What to produce
Extend the summary of the Lever paper on verifying language-to-code generation, picking up directly after its final sentence.

Selected excerpt
# # # # # # #
Lever: Learning to Verify Language-to-Code Generation with Execution
The paper introduces "Lever," an approach to enhance language-to-code generation using LLMs trained on code (code LLMs) by incorporating a verification step grounded in execution results. Traditional language-to-code methods often combine LLM-generated code with heuristic evaluation using test cases for reranking, yet these test cases are not always available, and heuristics might miss semantic nuances critical for determining code correctness. Lever addresses this by implementing verifiers that assess the correctness of generated programs based on natural language inputs, the code itself, and execution outcomes.
Key Contributions
- Verification with Execution: Lever proposes training verifiers that evaluate whether LLM-generated programs are correct, factoring the natural language input, code, and execution results into the decision-making process.
- Reranking Framework: The approach integrates the verification score with the LLM generation probability, marginalizing over programs that yield the same execution results, effectively prioritizing code that executes correctly.
- Performance: Lever demonstrated consistent improvements across four datasets - encompassing table question answering (QA), math QA, and basic Python programming - achieving execution accuracy improvements ranging from 4.6% to 10.9% using the code-davinci-002 model, setting new state-of-the-art results in these tasks.
Numerical Results
Lever achieved significant accuracy boosts on benchmarks such as Spider, WikiTableQuestions, GSM8k, and MBPP, by leveraging execution-informed reranking. On the Spider dataset, Lever raised the execution accuracy from 75.3% to 81.9%, surpassing both incumbent few-shot and finetuned state-of-the-art models. Similar patterns were observed across other datasets, reinforcing the efficacy of incorporating execution feedback into the language-to-code pipeline.
# # # # # # #
Given data

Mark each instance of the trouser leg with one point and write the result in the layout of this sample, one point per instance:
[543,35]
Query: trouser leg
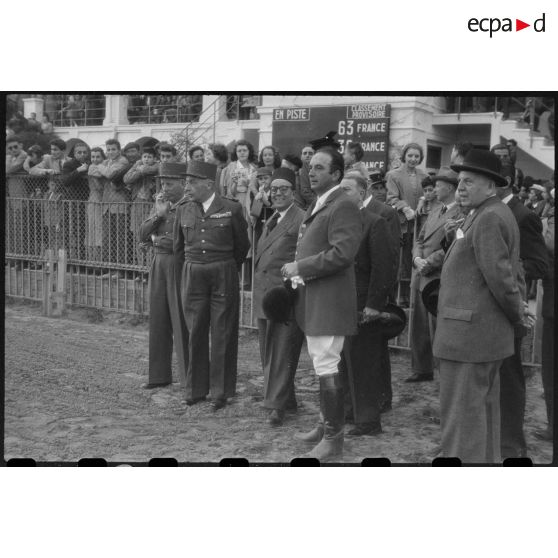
[160,327]
[470,410]
[224,330]
[512,404]
[195,291]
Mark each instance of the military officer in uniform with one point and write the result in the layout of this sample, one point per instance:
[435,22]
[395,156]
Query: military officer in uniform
[166,321]
[210,243]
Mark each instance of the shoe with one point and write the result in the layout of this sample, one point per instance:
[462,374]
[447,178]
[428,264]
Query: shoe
[153,386]
[194,400]
[332,406]
[420,378]
[218,404]
[544,434]
[366,429]
[385,407]
[276,417]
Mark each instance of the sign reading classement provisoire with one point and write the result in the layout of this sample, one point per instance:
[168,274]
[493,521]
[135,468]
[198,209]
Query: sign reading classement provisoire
[367,124]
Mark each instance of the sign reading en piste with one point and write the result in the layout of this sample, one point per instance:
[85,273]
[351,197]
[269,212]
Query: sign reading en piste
[367,124]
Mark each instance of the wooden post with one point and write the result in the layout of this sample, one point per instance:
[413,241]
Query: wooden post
[59,297]
[47,282]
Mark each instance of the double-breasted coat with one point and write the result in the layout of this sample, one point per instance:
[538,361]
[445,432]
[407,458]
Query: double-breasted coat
[327,245]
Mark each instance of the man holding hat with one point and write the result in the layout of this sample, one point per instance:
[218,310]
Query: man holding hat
[280,343]
[211,243]
[428,256]
[166,321]
[479,307]
[326,308]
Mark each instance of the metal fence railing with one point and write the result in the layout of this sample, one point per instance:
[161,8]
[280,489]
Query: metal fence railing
[105,267]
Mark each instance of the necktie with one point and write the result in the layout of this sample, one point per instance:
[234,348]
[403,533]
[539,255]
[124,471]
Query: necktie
[272,223]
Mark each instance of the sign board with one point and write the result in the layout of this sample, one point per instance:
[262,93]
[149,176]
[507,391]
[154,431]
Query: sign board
[367,124]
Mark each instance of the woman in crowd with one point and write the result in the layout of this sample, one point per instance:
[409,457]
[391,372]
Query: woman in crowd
[239,173]
[404,186]
[217,154]
[94,237]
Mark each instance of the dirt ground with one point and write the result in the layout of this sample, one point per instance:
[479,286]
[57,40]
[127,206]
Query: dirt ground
[72,390]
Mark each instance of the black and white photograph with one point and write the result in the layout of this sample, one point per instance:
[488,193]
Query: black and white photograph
[274,276]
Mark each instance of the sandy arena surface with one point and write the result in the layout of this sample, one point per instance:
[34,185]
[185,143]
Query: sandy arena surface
[72,390]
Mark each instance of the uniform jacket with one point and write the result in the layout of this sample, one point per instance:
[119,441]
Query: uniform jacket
[158,231]
[273,250]
[532,250]
[480,302]
[219,235]
[428,244]
[392,220]
[327,245]
[374,263]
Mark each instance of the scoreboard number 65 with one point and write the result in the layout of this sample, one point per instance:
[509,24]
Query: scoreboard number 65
[345,128]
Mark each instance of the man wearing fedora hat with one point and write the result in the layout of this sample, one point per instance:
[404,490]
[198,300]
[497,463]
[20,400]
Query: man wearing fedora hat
[361,363]
[534,261]
[326,307]
[166,321]
[280,343]
[479,307]
[210,244]
[428,256]
[375,203]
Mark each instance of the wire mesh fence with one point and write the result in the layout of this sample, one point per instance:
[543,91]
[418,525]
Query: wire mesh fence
[105,265]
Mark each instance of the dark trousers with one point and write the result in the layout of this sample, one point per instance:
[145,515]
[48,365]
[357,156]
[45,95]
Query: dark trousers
[166,322]
[385,379]
[423,327]
[280,347]
[361,371]
[512,404]
[547,368]
[470,410]
[210,299]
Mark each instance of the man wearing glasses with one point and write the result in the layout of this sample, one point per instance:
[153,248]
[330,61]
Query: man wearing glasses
[280,343]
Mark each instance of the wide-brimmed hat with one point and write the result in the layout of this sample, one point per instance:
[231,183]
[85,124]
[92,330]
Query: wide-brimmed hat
[278,302]
[447,175]
[376,177]
[430,294]
[392,326]
[172,170]
[482,162]
[199,169]
[283,173]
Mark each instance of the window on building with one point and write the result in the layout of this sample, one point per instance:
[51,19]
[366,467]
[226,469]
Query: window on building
[433,157]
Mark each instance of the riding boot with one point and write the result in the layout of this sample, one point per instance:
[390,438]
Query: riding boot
[331,403]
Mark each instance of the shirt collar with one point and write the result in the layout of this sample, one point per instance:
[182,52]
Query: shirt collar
[207,203]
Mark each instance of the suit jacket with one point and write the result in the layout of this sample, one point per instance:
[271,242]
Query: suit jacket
[428,244]
[327,245]
[479,302]
[374,263]
[273,250]
[532,249]
[392,219]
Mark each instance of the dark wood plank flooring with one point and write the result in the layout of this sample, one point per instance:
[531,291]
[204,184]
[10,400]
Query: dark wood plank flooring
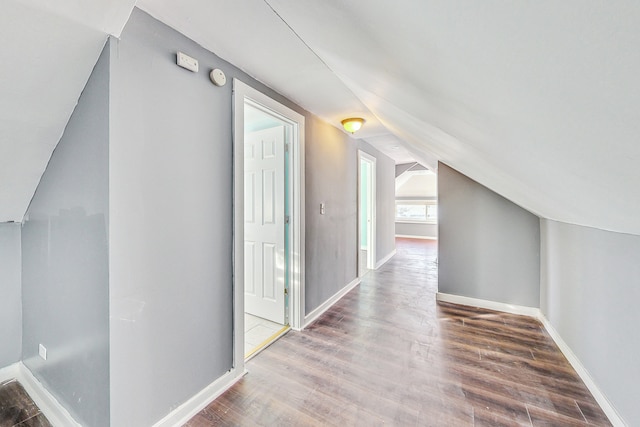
[389,354]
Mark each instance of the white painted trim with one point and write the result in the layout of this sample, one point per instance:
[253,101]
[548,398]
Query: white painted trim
[490,305]
[241,93]
[582,372]
[199,401]
[409,236]
[328,303]
[385,259]
[372,199]
[46,402]
[10,372]
[602,400]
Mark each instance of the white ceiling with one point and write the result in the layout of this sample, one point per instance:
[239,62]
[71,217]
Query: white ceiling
[539,101]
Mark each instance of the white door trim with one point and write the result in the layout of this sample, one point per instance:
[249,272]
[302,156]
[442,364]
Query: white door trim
[371,241]
[243,93]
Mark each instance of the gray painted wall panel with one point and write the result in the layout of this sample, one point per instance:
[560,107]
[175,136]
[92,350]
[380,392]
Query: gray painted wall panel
[171,223]
[414,229]
[10,295]
[489,248]
[331,239]
[65,262]
[590,293]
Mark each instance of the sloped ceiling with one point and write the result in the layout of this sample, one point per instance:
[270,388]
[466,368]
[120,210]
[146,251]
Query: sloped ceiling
[539,101]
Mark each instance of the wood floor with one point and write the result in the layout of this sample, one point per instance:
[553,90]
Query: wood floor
[17,409]
[388,354]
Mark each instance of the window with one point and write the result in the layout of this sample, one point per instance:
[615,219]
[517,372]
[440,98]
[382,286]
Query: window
[416,211]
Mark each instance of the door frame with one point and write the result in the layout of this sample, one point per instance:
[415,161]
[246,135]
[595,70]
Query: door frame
[371,238]
[243,93]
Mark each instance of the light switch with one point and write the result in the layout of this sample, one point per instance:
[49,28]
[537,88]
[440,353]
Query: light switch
[185,61]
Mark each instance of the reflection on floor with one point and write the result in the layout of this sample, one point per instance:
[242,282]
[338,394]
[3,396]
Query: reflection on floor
[259,332]
[17,408]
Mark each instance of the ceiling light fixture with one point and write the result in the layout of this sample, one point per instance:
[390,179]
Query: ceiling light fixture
[353,124]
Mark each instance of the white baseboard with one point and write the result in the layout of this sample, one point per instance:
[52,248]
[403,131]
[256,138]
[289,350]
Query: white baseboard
[385,259]
[197,403]
[328,303]
[490,305]
[409,236]
[48,404]
[582,372]
[10,372]
[602,400]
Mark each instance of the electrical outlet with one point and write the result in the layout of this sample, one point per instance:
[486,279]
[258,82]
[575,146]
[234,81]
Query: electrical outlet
[42,351]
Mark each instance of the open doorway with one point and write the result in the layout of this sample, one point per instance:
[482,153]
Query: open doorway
[366,213]
[268,221]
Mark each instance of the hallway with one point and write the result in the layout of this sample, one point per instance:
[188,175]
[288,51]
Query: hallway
[388,354]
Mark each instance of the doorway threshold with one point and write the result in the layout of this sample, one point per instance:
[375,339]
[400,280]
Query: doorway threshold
[266,343]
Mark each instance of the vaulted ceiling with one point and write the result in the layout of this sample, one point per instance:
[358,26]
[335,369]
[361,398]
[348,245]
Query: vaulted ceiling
[539,101]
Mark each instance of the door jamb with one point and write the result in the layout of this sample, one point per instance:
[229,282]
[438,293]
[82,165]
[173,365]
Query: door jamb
[241,93]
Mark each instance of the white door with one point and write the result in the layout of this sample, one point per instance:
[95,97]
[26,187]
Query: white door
[264,249]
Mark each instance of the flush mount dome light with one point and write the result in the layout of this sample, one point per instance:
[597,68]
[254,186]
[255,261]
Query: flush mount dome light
[353,124]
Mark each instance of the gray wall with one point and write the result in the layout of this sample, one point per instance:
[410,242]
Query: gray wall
[171,223]
[488,247]
[331,239]
[171,220]
[65,277]
[10,295]
[416,229]
[590,292]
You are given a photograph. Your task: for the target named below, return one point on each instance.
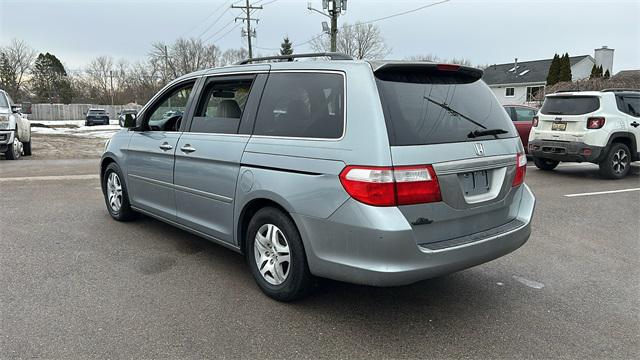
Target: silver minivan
(377, 173)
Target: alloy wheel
(114, 192)
(620, 161)
(272, 254)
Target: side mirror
(129, 121)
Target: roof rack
(567, 90)
(330, 55)
(620, 89)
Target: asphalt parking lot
(76, 284)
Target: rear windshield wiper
(453, 111)
(478, 133)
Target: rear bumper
(570, 151)
(376, 246)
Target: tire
(545, 164)
(617, 163)
(14, 151)
(282, 280)
(26, 148)
(115, 194)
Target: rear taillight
(521, 169)
(595, 123)
(391, 186)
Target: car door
(522, 119)
(631, 105)
(151, 151)
(208, 154)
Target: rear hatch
(564, 117)
(446, 117)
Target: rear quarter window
(304, 105)
(570, 105)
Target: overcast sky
(485, 32)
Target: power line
(219, 30)
(212, 24)
(379, 19)
(206, 18)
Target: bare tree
(360, 40)
(183, 56)
(16, 61)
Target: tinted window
(414, 117)
(309, 105)
(221, 106)
(570, 105)
(524, 114)
(629, 105)
(167, 113)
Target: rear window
(570, 105)
(306, 105)
(422, 109)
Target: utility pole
(111, 76)
(334, 8)
(247, 10)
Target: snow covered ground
(74, 128)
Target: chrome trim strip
(429, 251)
(186, 228)
(474, 164)
(184, 189)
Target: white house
(521, 82)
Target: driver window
(167, 114)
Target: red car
(522, 117)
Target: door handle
(187, 149)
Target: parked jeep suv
(379, 173)
(601, 127)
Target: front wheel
(14, 152)
(545, 164)
(276, 256)
(617, 163)
(115, 194)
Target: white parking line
(603, 192)
(52, 178)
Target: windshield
(441, 109)
(570, 105)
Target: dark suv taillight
(391, 186)
(595, 123)
(521, 169)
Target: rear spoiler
(418, 72)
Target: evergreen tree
(50, 80)
(554, 70)
(286, 47)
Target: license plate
(475, 182)
(559, 126)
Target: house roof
(537, 71)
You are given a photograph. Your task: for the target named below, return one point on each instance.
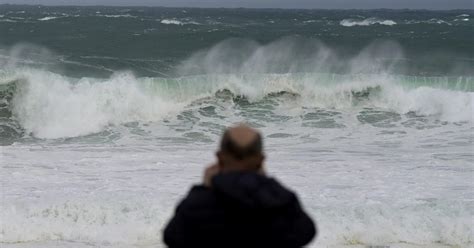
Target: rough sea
(108, 115)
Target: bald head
(241, 148)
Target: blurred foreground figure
(237, 205)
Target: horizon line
(195, 7)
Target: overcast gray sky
(337, 4)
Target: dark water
(96, 41)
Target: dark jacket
(241, 210)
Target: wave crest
(366, 22)
(48, 105)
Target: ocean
(109, 114)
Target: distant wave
(52, 106)
(430, 21)
(47, 18)
(118, 16)
(366, 22)
(176, 22)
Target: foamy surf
(48, 105)
(100, 140)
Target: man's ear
(220, 158)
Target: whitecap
(47, 18)
(366, 22)
(171, 21)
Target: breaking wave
(366, 22)
(140, 223)
(49, 105)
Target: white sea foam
(53, 106)
(171, 21)
(47, 18)
(118, 16)
(366, 22)
(139, 222)
(177, 22)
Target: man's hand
(209, 173)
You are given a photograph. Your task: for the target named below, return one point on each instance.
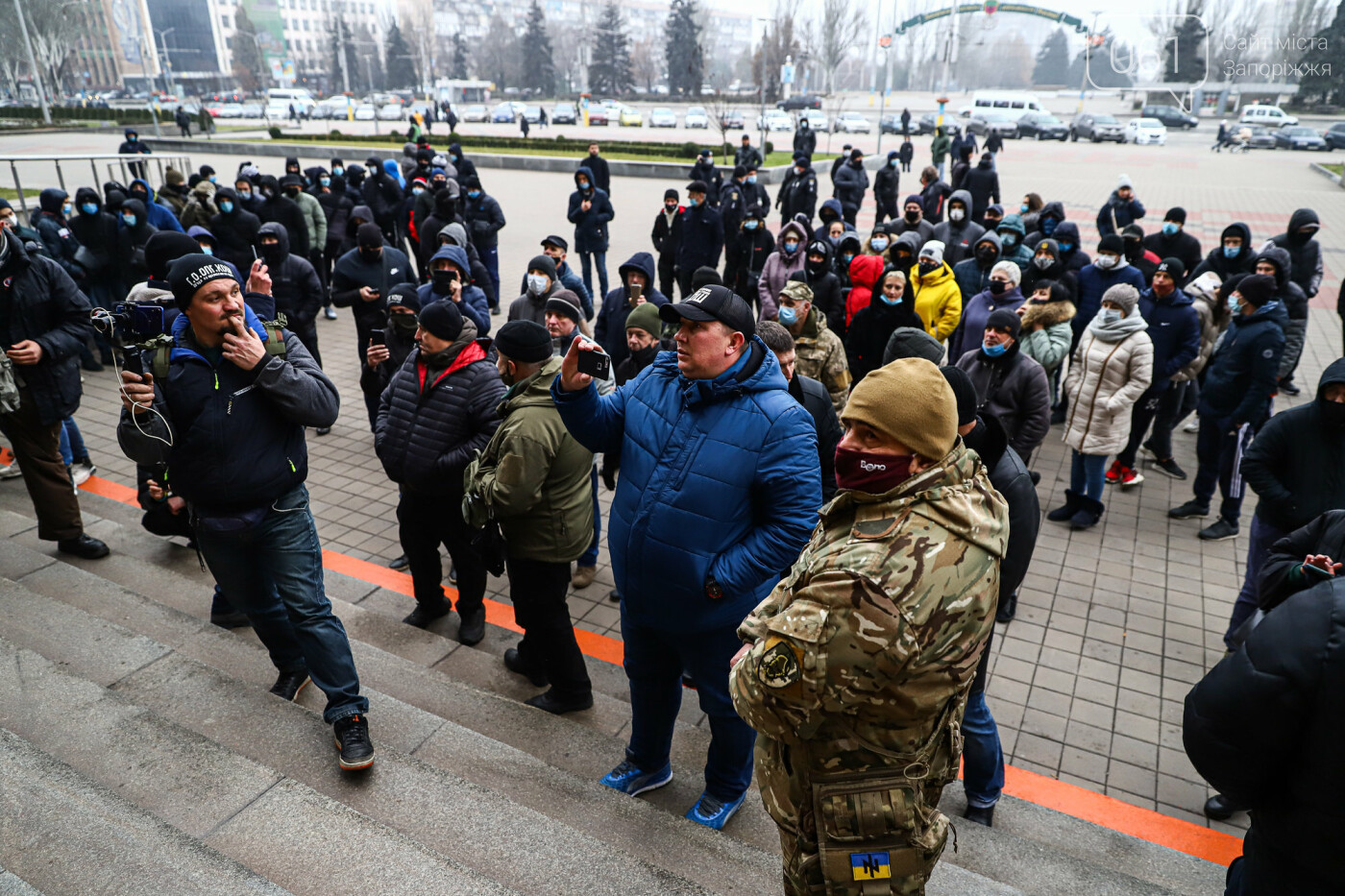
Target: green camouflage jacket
(877, 627)
(820, 355)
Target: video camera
(132, 327)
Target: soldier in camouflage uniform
(857, 666)
(819, 352)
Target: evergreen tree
(683, 51)
(1183, 58)
(401, 62)
(611, 69)
(535, 47)
(459, 70)
(1052, 60)
(248, 63)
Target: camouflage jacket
(820, 355)
(877, 627)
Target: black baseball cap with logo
(713, 303)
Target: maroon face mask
(870, 472)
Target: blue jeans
(588, 258)
(71, 442)
(1219, 455)
(1087, 475)
(654, 665)
(273, 572)
(982, 758)
(589, 557)
(1261, 539)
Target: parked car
(1096, 127)
(775, 120)
(1266, 114)
(802, 101)
(1146, 131)
(1170, 116)
(927, 124)
(998, 120)
(1042, 125)
(851, 123)
(1300, 137)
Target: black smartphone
(595, 363)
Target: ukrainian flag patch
(870, 865)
# # # # # # #
Task result
Implications
Practical: Lever's approach offers a robust framework for improving code synthesis without additional finetuning, valuable for applications where test cases are unfeasible or where computational resources for extensive model finetuning are limited.
Theoretical: This research contributes to the understanding of how semantics gleaned from execution results can directly enhance program synthesis accuracy, bridging gaps in current heuristic-based models.
Future Directions
Further investigation could explore the scalability of Lever across more diverse code languages and architectures. Additionally, leveraging dynamic datasets where the verifier's feedback could iteratively refine LLM generation pathways stands as a promising avenue.
Lever's methodology illustrates the substantial promise of coupling LLM-based generation with informed verification techniques, heralding advancements in how AI models translate human-readable commands into executable code. This paper sets a foundation for future research in enhancing model-driven code generation through semantic verification.